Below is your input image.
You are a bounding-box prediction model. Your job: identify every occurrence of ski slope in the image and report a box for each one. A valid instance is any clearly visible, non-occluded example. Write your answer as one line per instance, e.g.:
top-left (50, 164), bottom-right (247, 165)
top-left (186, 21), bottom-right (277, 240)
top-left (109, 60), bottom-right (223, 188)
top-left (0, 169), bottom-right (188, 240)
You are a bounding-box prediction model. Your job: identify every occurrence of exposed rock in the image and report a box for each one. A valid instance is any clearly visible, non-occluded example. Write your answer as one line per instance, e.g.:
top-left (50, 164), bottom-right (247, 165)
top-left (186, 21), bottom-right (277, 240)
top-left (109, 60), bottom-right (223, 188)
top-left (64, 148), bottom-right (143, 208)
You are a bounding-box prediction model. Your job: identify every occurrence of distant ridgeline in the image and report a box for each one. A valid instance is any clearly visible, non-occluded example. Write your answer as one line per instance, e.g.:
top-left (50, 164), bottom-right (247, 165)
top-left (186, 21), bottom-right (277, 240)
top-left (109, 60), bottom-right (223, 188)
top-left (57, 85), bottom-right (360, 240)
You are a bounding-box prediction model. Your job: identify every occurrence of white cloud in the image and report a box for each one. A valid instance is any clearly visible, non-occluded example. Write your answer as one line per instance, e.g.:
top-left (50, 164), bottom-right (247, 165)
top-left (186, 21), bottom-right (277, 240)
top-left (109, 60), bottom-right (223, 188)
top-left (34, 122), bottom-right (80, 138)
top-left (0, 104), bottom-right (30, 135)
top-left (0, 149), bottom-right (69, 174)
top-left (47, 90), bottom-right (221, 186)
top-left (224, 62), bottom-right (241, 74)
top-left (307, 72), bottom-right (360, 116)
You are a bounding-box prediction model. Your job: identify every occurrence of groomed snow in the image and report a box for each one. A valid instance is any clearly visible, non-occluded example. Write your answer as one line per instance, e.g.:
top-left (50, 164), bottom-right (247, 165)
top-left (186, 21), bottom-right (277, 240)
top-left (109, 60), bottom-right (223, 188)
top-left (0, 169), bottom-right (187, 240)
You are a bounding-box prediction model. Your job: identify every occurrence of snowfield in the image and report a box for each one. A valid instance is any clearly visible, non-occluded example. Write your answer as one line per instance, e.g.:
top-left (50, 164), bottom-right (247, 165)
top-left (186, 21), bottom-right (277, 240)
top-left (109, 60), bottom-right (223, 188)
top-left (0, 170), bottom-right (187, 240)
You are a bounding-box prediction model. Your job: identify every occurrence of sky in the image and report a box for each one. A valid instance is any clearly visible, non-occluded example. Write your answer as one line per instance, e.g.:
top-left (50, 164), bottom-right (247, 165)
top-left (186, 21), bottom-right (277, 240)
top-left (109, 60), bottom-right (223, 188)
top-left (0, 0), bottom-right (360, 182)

----

# [THE EXERCISE]
Copy every line from the start of the listing down to the line containing "top-left (307, 72), bottom-right (360, 116)", both included, and shift each coordinate in the answers by adding 72. Leave the sample coordinates and all other text unchanged.

# [RESPONSE FOR THIS EXERCISE]
Below is your input image.
You are a bounding-box prediction model. Your job: identify every occurrence of ski slope in the image and report a box for each one. A valid instance is any clearly visible, non-occluded example. Write your answer as one line per instance, e.g.:
top-left (50, 164), bottom-right (247, 165)
top-left (186, 21), bottom-right (277, 240)
top-left (109, 60), bottom-right (223, 188)
top-left (72, 241), bottom-right (260, 312)
You are a bounding-box prediction model. Your job: identify every occurrence of exposed rock in the image and report a box for each one. A valid instance is any clearly visible, non-occluded example. Write your answer as one line per instance, e.g.:
top-left (50, 164), bottom-right (247, 165)
top-left (186, 21), bottom-right (277, 240)
top-left (109, 60), bottom-right (223, 188)
top-left (136, 220), bottom-right (215, 280)
You are a bounding-box prediction model. Your job: identify every occurrence of distant ridgeline in the image and report a box for each one. A valid instance is any clearly visible, non-occluded example. Write your answer as one line per instance, e.g.:
top-left (50, 164), bottom-right (247, 165)
top-left (186, 21), bottom-right (277, 240)
top-left (109, 60), bottom-right (223, 188)
top-left (129, 157), bottom-right (432, 312)
You are a bounding-box prediction model. Your job: identify every occurrence of white cloud in the image and report a box for each one. A valid instance is any clearly visible, non-occluded example. Write your answer as one line per instance, e.g.:
top-left (50, 164), bottom-right (247, 165)
top-left (186, 21), bottom-right (277, 240)
top-left (109, 60), bottom-right (223, 188)
top-left (106, 194), bottom-right (152, 210)
top-left (72, 176), bottom-right (102, 207)
top-left (72, 221), bottom-right (141, 246)
top-left (119, 162), bottom-right (293, 258)
top-left (296, 134), bottom-right (313, 146)
top-left (379, 144), bottom-right (432, 188)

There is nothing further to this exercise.